Copy everything from "Prevalence of all" down to "been described worldwide." in the passage on Hermansky-Pudlak syndrome below, word for word.
**** Extract to read ****
Hermansky-Pudlak syndrome with pulmonary fibrosis as a complication includes two types (HPS-1 and HPS-4) of Hermansky-Pudlak syndrome (HPS; see this term), a multi-system disorder characterized by oculocutaneous albinism, bleeding diathesis and, in some cases, pulmonary fibrosis or granulomatous colitis.
Prevalence of all types of HPS is estimated at between 1/500,000 and 1/1,000,000 in non-Puerto Rican populations. In northwestern Puerto Rico the prevalence of HSP-1 is 1/1,800 due to a founder effect. HSP-1 is reported in sporadic patients worldwide; founder effects have (apart from Puerto Rico) also been reported in a small isolate in a Swiss village and in Japan. Prevalence of HSP-4 is unknown, but to date around 20 patients have been described worldwide.
**** Records ****
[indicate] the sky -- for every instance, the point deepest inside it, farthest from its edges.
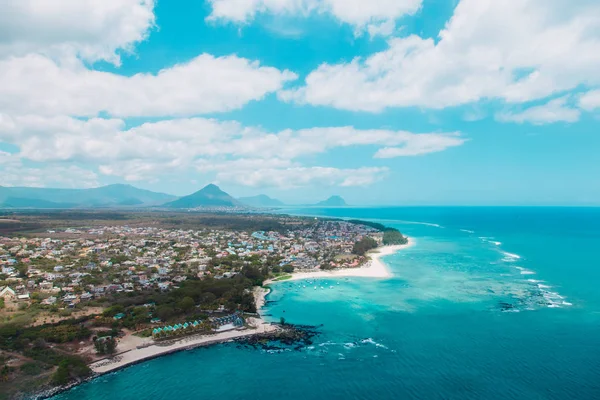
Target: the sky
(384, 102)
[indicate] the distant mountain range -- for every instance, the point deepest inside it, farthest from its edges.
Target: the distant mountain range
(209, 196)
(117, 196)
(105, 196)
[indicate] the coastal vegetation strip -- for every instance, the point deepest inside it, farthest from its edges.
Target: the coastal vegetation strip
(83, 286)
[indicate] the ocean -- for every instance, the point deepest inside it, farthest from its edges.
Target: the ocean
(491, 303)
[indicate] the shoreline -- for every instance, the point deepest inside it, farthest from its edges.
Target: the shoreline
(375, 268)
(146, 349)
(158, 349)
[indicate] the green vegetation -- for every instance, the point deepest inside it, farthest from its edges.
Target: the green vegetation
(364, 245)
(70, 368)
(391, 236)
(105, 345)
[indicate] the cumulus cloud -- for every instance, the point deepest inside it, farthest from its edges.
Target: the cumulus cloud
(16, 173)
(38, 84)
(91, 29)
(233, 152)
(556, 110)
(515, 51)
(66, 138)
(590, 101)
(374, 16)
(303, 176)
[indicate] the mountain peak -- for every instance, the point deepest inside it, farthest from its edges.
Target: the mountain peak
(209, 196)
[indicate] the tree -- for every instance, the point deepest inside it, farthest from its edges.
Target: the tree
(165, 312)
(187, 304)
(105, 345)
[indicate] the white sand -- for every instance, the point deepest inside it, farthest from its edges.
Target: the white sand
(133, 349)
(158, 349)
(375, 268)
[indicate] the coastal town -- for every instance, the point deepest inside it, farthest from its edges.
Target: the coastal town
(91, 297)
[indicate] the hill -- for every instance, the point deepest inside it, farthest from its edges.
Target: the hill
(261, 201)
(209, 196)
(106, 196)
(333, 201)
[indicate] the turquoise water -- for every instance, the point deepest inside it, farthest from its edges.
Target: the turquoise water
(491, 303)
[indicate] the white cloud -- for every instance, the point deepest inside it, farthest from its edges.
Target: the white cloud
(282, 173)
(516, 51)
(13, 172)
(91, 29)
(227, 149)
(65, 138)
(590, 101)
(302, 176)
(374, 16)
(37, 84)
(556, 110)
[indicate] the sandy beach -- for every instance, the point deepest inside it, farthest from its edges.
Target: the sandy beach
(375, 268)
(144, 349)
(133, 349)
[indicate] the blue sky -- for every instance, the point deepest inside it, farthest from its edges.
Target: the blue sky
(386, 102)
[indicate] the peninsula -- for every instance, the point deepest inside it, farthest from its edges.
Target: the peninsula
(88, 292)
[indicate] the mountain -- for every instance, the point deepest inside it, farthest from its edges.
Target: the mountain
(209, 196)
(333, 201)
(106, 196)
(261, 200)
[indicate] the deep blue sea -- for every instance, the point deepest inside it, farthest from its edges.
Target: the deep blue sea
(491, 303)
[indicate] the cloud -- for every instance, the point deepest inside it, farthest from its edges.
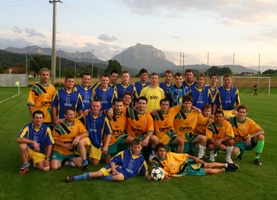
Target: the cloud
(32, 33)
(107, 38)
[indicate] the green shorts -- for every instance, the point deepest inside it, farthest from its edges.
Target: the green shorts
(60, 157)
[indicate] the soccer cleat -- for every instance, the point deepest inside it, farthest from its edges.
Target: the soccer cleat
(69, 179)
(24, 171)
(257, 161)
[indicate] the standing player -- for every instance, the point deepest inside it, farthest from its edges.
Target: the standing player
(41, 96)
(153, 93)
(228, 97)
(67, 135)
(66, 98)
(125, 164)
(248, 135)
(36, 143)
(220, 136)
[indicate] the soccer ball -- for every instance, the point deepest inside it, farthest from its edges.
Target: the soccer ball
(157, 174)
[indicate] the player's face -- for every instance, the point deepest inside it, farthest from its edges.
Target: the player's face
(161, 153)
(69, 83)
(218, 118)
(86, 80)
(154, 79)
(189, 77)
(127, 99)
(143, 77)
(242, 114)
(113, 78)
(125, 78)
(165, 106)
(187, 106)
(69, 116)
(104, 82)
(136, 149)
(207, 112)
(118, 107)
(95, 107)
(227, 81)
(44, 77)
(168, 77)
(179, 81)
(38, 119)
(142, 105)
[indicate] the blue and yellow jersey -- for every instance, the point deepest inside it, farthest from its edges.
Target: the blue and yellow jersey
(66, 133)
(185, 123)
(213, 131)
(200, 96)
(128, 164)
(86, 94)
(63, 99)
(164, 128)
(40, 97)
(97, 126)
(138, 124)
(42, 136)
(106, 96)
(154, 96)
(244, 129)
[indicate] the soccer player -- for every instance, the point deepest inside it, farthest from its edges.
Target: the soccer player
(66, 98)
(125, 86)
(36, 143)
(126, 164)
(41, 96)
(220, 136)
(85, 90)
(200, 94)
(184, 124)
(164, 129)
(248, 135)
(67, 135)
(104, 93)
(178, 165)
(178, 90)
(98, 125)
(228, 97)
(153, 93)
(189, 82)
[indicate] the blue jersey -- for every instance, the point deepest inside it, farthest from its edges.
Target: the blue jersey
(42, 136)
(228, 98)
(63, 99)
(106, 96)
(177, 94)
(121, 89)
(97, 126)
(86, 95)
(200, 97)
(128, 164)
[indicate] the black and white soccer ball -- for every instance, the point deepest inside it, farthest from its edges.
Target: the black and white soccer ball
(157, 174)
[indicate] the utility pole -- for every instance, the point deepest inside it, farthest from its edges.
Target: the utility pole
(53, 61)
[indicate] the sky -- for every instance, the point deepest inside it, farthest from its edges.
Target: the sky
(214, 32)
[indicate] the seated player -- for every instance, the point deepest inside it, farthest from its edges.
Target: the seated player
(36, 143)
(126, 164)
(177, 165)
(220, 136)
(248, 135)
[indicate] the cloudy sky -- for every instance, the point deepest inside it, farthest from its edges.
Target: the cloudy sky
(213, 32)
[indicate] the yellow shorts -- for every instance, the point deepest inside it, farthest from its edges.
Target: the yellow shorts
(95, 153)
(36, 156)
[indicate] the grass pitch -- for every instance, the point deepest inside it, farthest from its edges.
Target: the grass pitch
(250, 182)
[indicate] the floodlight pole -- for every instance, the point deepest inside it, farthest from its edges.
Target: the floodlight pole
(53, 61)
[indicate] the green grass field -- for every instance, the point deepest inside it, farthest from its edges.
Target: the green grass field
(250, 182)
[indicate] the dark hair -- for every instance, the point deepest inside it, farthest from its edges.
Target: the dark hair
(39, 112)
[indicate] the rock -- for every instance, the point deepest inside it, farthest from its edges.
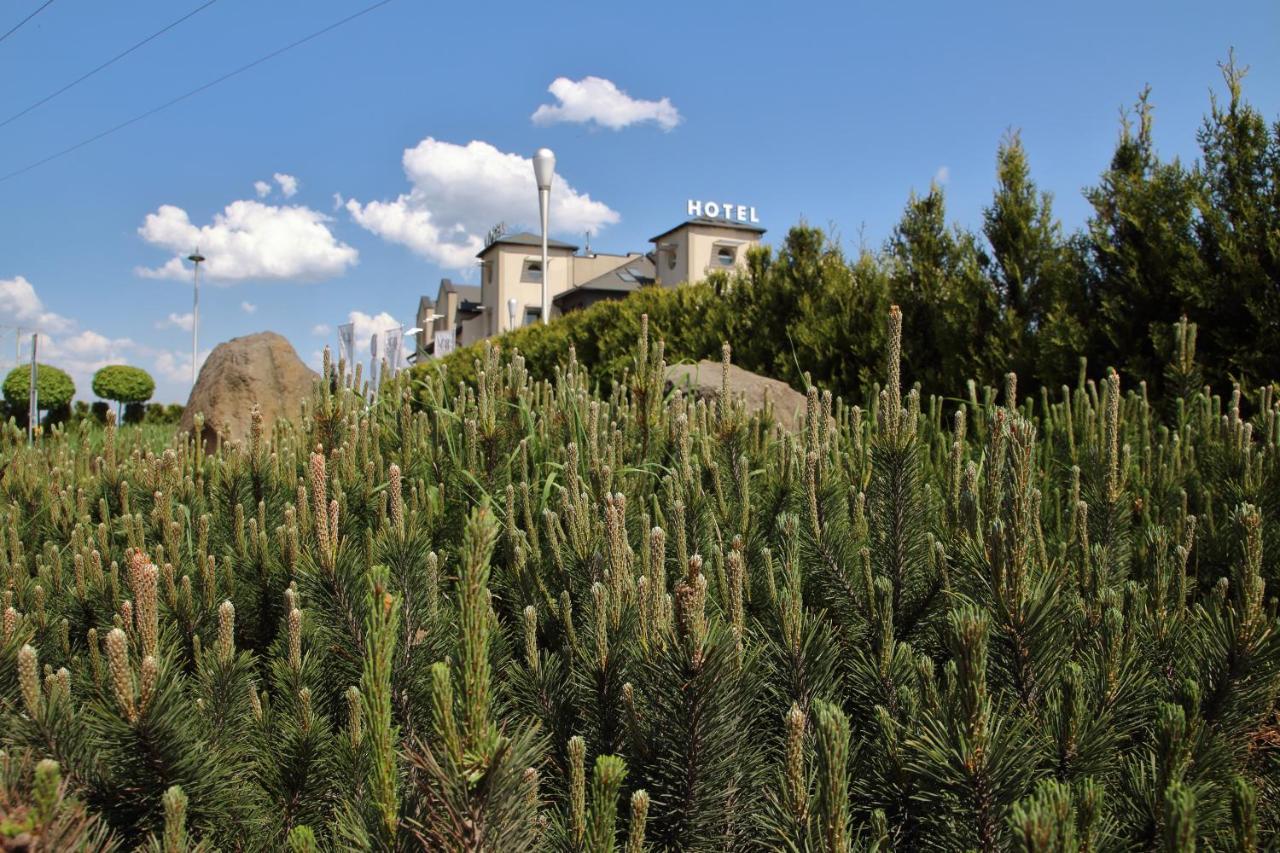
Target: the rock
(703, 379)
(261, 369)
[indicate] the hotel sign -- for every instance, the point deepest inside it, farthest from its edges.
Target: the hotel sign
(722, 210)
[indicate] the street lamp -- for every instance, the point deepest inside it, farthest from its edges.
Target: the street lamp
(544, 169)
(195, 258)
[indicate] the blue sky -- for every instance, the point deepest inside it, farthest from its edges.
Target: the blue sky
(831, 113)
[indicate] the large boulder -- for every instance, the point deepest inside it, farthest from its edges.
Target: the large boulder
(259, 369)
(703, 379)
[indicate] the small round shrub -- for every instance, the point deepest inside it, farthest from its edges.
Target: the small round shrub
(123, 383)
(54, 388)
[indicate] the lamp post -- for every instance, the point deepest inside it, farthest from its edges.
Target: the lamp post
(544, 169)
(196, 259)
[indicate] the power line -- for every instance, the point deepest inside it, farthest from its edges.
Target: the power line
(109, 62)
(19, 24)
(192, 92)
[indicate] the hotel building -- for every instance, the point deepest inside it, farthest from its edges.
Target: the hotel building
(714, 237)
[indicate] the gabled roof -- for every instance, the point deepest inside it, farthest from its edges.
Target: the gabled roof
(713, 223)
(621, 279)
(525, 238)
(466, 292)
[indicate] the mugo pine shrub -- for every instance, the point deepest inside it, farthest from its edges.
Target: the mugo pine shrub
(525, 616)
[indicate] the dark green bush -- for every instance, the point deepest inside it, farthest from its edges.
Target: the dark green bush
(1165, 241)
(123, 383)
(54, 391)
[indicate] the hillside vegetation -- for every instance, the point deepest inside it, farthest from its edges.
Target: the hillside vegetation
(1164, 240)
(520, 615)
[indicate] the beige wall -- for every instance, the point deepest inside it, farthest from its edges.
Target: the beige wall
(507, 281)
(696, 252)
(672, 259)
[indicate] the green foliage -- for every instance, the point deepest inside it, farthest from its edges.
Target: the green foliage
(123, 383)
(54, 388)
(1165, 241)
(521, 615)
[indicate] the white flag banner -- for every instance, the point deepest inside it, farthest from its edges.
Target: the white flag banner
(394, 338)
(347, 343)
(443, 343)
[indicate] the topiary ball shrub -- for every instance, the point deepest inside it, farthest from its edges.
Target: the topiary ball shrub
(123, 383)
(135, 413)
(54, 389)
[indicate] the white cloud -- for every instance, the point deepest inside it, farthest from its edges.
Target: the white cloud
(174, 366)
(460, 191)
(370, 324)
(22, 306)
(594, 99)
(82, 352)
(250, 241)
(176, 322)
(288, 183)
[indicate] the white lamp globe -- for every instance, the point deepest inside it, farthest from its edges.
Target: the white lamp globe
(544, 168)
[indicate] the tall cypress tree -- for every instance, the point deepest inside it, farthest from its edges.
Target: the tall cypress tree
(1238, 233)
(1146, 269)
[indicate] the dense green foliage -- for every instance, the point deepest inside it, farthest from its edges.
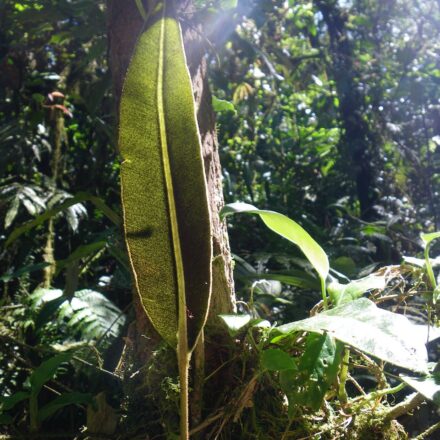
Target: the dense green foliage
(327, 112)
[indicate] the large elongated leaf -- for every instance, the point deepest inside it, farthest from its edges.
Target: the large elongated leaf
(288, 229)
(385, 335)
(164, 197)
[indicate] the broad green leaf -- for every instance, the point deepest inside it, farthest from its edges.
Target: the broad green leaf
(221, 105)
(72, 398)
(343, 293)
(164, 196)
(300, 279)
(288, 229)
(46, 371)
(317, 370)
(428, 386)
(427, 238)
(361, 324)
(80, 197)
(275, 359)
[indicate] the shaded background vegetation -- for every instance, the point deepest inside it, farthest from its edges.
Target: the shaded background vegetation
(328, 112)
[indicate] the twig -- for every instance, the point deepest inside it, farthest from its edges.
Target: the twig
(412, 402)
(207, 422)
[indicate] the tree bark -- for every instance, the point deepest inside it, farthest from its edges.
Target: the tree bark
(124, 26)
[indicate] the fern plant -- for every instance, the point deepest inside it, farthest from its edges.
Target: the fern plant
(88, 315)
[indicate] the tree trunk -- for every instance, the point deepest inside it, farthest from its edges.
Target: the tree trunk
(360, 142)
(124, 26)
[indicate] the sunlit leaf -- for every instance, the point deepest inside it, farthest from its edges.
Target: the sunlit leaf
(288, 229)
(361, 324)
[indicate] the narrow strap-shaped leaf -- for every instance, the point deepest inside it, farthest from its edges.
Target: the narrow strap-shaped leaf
****
▶ _Result of the exercise_
Prevalence of all types of HPS is estimated at between 1/500,000 and 1/1,000,000 in non-Puerto Rican populations. In northwestern Puerto Rico the prevalence of HSP-1 is 1/1,800 due to a founder effect. HSP-1 is reported in sporadic patients worldwide; founder effects have (apart from Puerto Rico) also been reported in a small isolate in a Swiss village and in Japan. Prevalence of HSP-4 is unknown, but to date around 20 patients have been described worldwide.